» **Work to be completed**
Every entry must be transcribed exactly as written.

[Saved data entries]
┄┄┄┄┄┄┄┄┄┄

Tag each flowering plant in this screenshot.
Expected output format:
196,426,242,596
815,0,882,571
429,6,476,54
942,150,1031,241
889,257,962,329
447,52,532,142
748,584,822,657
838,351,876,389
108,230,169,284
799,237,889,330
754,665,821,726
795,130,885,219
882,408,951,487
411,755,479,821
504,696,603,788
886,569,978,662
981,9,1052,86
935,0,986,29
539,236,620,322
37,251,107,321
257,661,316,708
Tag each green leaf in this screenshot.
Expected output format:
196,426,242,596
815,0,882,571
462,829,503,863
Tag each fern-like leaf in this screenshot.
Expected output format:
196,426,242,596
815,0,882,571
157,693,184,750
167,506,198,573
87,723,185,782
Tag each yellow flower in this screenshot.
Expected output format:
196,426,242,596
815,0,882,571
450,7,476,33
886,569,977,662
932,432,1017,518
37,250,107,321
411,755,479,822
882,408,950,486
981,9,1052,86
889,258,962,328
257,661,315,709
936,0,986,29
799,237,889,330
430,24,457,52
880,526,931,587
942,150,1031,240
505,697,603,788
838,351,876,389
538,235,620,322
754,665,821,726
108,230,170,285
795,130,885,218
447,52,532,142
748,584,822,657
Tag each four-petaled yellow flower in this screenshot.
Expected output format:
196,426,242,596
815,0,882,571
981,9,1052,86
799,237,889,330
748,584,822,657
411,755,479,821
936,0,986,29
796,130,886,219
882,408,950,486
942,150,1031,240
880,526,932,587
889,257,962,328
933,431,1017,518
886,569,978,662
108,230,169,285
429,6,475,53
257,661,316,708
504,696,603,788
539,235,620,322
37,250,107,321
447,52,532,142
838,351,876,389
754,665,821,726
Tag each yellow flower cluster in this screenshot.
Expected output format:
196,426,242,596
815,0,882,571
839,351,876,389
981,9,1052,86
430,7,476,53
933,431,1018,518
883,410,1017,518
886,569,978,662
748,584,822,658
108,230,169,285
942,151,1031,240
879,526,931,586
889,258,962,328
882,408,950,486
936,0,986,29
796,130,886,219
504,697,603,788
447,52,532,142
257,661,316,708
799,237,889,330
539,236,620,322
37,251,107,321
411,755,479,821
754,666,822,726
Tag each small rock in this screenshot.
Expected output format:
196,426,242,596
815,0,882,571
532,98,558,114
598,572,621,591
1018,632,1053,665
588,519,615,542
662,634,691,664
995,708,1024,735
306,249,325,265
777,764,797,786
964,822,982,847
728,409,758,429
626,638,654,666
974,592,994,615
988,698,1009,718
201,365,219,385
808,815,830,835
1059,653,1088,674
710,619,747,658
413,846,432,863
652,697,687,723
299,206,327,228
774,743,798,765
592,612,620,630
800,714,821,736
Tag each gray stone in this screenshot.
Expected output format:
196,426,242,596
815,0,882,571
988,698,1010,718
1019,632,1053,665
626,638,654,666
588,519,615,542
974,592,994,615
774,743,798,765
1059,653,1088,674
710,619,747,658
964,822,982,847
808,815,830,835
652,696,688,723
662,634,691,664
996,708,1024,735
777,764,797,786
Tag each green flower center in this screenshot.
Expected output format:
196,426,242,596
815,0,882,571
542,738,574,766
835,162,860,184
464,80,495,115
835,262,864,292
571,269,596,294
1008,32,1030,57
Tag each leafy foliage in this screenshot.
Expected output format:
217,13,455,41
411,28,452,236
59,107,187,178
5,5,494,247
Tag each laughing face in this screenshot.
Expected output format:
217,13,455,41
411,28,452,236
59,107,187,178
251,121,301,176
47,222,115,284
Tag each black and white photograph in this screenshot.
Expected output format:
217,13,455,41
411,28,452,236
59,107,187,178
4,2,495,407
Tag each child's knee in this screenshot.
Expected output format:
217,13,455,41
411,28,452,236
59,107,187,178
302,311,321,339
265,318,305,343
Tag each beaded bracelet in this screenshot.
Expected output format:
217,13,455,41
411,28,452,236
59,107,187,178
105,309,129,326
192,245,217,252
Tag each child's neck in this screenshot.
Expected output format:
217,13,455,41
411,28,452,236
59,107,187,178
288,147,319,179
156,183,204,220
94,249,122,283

┄┄┄┄┄┄┄┄┄┄

» **Written reply**
Tag each flowering plant in this screenshot.
Expected output format:
196,426,242,596
815,0,882,571
429,6,476,54
942,150,1031,241
889,257,962,329
447,52,532,142
748,584,822,657
838,351,876,389
108,230,169,284
799,237,889,330
754,665,821,726
795,130,885,219
882,408,951,487
411,755,479,821
504,696,603,788
886,569,978,662
981,9,1052,86
935,0,986,29
539,236,620,322
37,251,107,321
257,661,316,708
Tag each green leaf in this screenshot.
Expected output format:
196,426,242,596
815,0,882,571
462,829,503,863
Tag each fern-like leaf in this screenshot.
Expected output format:
196,426,242,596
815,0,882,571
157,693,184,750
167,506,198,573
87,723,185,782
Tag each yellow flower in this screenshot.
Expected output format:
196,426,242,596
815,0,882,571
450,7,476,33
886,569,977,662
932,432,1017,518
37,250,107,321
411,755,479,822
882,408,950,486
981,9,1052,86
889,258,962,328
257,661,315,709
936,0,986,29
799,237,889,330
430,24,457,52
880,526,931,587
942,150,1031,240
505,697,603,788
838,351,876,389
538,235,620,322
754,665,821,726
108,230,170,285
795,130,885,218
447,52,532,142
748,584,822,657
Tag each four-petaled yellow flower in this screenshot.
Expected output format:
196,426,242,596
815,0,882,571
981,9,1052,86
799,237,889,330
748,584,822,657
411,755,479,821
936,0,986,29
796,130,886,219
882,408,950,486
942,150,1031,240
880,526,932,587
889,257,962,328
933,431,1017,518
886,569,978,662
108,230,169,285
429,6,475,53
257,661,316,708
504,696,603,788
539,235,620,322
37,250,107,321
447,52,532,142
838,351,876,389
754,665,821,726
Tag each yellow flower cluster in this screenshot.
Expected output format:
196,426,242,596
815,0,882,571
839,351,876,389
981,9,1052,86
430,7,476,53
933,431,1018,518
883,410,1017,518
886,569,978,662
748,584,822,658
108,230,169,285
942,151,1031,240
879,526,931,586
889,258,962,328
882,408,950,486
936,0,986,29
796,130,886,219
504,697,603,788
447,52,532,142
257,661,316,708
799,237,889,330
539,236,620,322
37,251,107,321
411,755,479,821
754,666,822,726
Tag each small rock in this screenshot.
Expected output format:
196,426,242,596
815,0,882,571
532,98,558,114
598,572,621,591
1018,632,1053,665
588,519,615,542
662,634,691,664
995,708,1024,735
306,249,325,265
777,764,797,786
964,822,982,847
728,409,758,429
626,638,654,666
974,592,994,615
988,698,1009,718
201,365,219,385
808,815,830,835
1059,653,1088,674
710,619,747,658
413,846,432,863
652,697,687,723
299,206,327,228
774,743,798,765
592,612,620,630
800,714,821,736
Tag each gray stone in this screenshot.
Expected output format:
196,426,242,596
815,0,882,571
988,698,1010,718
1019,632,1053,665
626,638,654,666
588,519,615,542
974,592,994,615
774,743,798,765
1059,653,1088,674
710,619,747,658
964,822,982,847
808,815,830,835
652,696,688,723
662,634,691,664
996,708,1024,735
777,764,797,786
Tag each green flower center in this screenshot.
Expected output format:
196,426,242,596
815,0,882,571
542,738,574,766
835,162,860,184
464,80,495,115
835,262,864,292
571,269,596,294
1008,32,1030,57
Tag each leafy foliage in this screenshot.
Expected output format:
217,13,455,41
411,28,452,236
59,107,187,178
5,5,494,247
Tag each laughing face in this screenshot.
Expected output format:
217,13,455,41
411,28,452,236
59,107,187,178
251,121,301,176
47,222,115,284
Tag each black and white photograph in this screenshot.
Expected output format:
217,13,455,41
411,28,452,236
59,107,187,178
4,2,495,407
Tag each child's knee in this screenshot.
Expected output format:
217,13,455,41
411,28,452,236
59,107,187,178
302,311,321,339
265,318,305,343
Tag each beaded bracelet in this screenshot.
Expected output format:
217,13,455,41
411,28,452,236
59,107,187,178
105,309,129,326
192,245,217,252
Tag each child's neck in this screenshot.
Expected output format:
217,13,455,41
411,28,452,236
59,107,187,178
288,147,319,179
156,183,204,220
94,249,122,283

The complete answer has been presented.